● TEXT PASSAGE:
Within the US, this transformation has been linked to the turn to mass incarceration (and dismantling of systems of mass access to education, healthcare, social services, and jobs). The building of prisons for mass incarceration resolved problems associated with surplus populations (warehousing some portions of the surplus population in regions that create jobs and political capital for others), surplus capital (providing sites of investment as well as extraction), and surplus state power.22 To explain this final point, Gilmore argues that since the 1970s “the state built itself by building prisons fashioned from surpluses that the newly developing political economy had not absorbed in other ways.”23 This neoliberal state derived political power from claiming to shrink the state, specifically its welfare functions, while actually building the state apparatus through anti-immigrant legislation, three-strikes laws, and drug-related mandatory sentencing. This allowed the state to absorb anti-racist social-justice movements of the 1960s and 1970s by creating formally race-neutral (non–white supremacist) policies that nevertheless result in explicitly racist effects, such that prisons incarcerate wildly disproportionate numbers of people of color.24 The racist outcomes of post-1970s policing and detention have often been linked to the economic restructuring of the United States to maximize the flow of transnational capital by sharpening international divisions of labor. They are also central to the reorganization of gender and sexual norms for political and economic purposes, including the elaboration of new penalties for often racialized and class-demarcated gender and sexual transgression.25 As Gilmore summarizes this transformation: “The crisis of state capacity then became, peculiarly, its own solution, as the welfare-warfare state began the transformation, bit by bit, to the permanent crisis workfare-warfare state, whose domestic militarism concretely recapitulated in the landscapes of depopulated urban communities and rural prison towns.”26
The rise of post 1970s mass incarceration is not therefore merely about prisons per se, but more broadly about a transformation in the systems that define and distribute human value, including what precisely humans deserve, and who is accountable to provide this for them; education is one of these systems. In the 1960s and 1970s, radical movements for racial, sexual, and gendered liberation crystallized longstanding struggles over state power, including its function in the redistribution of wealth, its regulation of labor and financial markets, and its commitment to infrastructural support for all. These claims included educational access as part of infrastructural redistribution—affirmative action being the most limited outcome of demands for full equality of educational institutions and entrance into higher education. The 1980s and 1990s might be equally characterized as periods of radical struggles over economic justice, but this time the welfare state itself was the target. Here neoliberal activists (both politically liberal and conservative) sought to shrink the state’s role in redistribution, regulation, and infrastructural guarantees, including a specific attack on public access to higher education. In the turn from race to crime as the logic of disentitlement (and the expansion of crime to include a broad range of practices associated once again with poverty, vagrancy, or kinship), a huge swath of the human population is moved from state-supported education into state-supported incarceration (and the state is reduced to the legal and policy mechanism for corporate rule).27 In so doing, the capacity to sustain self-determined social life-worlds is dramatically impoverished; communities are fractured and relationships frayed by geographies of prison placement and temporalities of doing time. Theorizing more broadly, Dylan Rodríguez suggests that “the prison is less a ‘destination’ point for ‘the duly convicted’ than a point of massive human departure—from civil society, the free world, and the mesh of affective social bonds and relations that produce varieties of ‘human’ family and community.”28
II. Education Justice
Such a “massive human departure” is facilitated in the later twentieth and early twenty-first century by the promise of a “selective human return”: philanthropic efforts help to lift up the most worthy among the disentitled masses. As public entitlements shrink and market-based responses rise, non-profit organizations frequently step in to provide distributive and service functions. What were once grassroots struggles against the welfare state have become through neoliberal pressure part of what Gilmore calls “the shadow of the shadow state,” which “take[s] responsibility for persons who are in the throes of abandonment rather than responsibility for persons progressing toward full incorporation into the body politic.”29 These organizations play a specific role in buffering limited access for the poor or working classes, seeking a combination of public and private funding to offer minimal versions of a social safety net.30 In relation to education, neoliberal activism targets systems of public entitlement to higher education, offering private solutions to raise worthy individuals from their mass problems. Increasingly philanthropic and private efforts are called upon to provide even minimal access to what was once “public” education. This is particularly true for efforts to provide access to higher education within prisons themselves.

● INFORMATION SUPPLIED:
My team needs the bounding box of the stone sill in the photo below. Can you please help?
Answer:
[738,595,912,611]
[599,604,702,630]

==

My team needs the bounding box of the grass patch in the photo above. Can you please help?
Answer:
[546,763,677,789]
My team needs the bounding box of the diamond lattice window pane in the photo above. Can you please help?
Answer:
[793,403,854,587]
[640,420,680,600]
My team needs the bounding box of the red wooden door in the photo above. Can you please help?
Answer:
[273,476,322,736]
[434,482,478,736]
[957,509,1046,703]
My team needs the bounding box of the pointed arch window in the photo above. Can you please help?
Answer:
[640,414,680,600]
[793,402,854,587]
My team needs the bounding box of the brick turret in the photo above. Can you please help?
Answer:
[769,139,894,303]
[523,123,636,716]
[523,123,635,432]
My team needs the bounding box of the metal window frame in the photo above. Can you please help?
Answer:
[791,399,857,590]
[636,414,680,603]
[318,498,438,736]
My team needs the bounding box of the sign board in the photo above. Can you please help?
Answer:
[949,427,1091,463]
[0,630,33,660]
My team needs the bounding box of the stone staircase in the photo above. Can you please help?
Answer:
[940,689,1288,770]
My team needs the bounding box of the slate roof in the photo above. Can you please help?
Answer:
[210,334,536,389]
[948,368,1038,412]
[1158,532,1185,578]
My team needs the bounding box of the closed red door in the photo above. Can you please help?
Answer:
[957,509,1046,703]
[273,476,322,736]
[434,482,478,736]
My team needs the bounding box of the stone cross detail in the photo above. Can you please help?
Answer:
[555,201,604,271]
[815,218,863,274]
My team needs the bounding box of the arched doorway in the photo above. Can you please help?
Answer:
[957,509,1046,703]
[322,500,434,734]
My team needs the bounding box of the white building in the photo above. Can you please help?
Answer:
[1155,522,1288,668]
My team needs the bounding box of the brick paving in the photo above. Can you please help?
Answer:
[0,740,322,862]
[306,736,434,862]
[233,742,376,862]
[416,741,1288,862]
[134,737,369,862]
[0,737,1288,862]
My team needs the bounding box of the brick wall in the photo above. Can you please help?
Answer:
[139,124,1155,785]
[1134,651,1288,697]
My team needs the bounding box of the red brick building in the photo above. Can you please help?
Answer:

● WORK TO COMPLETE:
a – In one to three sentences, explain how, according to the text on mass incarceration and education, the building of prisons resolved problems associated with surplus populations.
b – Continue the text on mass incarceration and education, starting after its final sentence.

● ANSWERS TO THE TASKS:
a – Prison building resolved problems of surplus populations by warehousing some portions of those populations in particular regions. In those regions the prisons created jobs and political capital for others.

b –
Dylan Rodríguez has been among the most forceful critics of what he calls “liberal philanthropic” visions of education programs in prison. In particular, he is critical of the idea that providing access to higher education behind bars is equivalent to either education or social justice. Rodríguez expresses concern that post-1960s higher education programs in prison tend to view themselves as independent from the carceral system itself, providing access to education otherwise denied the large numbers of people living behind bars in the US. Rodríguez asks us to resituate these programs within the specific reorganizations of human value aligned with neoliberalism, however, rather than as antagonistic to it. For Rodríguez, higher education programs in prison designed and offered in the wake of more radical intellectual organizing within the prisons could be seen as part of broader “attempts to absorb and institutionalize the political-intellectual work of imprisoned intellectuals and activists.”31 It is of course not fully possible to institutionalize the political and intellectual work of imprisoned peoples, whose thinking and actions cannot be totally constrained by sanctioned educational programming even in deeply coercive conditions. Rodríguez’s point here is that such programs may introduce the illusion of hegemony such that intellectual participation in programming delimits the horizon of political imagination and praxis. Rodríguez suggests that while higher education programs in prisons may have a range of intentions and effects, overall such programs work to “stretch the epistemological and intellectual limits of the state’s capacity to surveil and proctor its captives.”32 Providing access to higher education in prison does not necessarily challenge the project of mass incarceration and the dismantling of mass education in which it is situated.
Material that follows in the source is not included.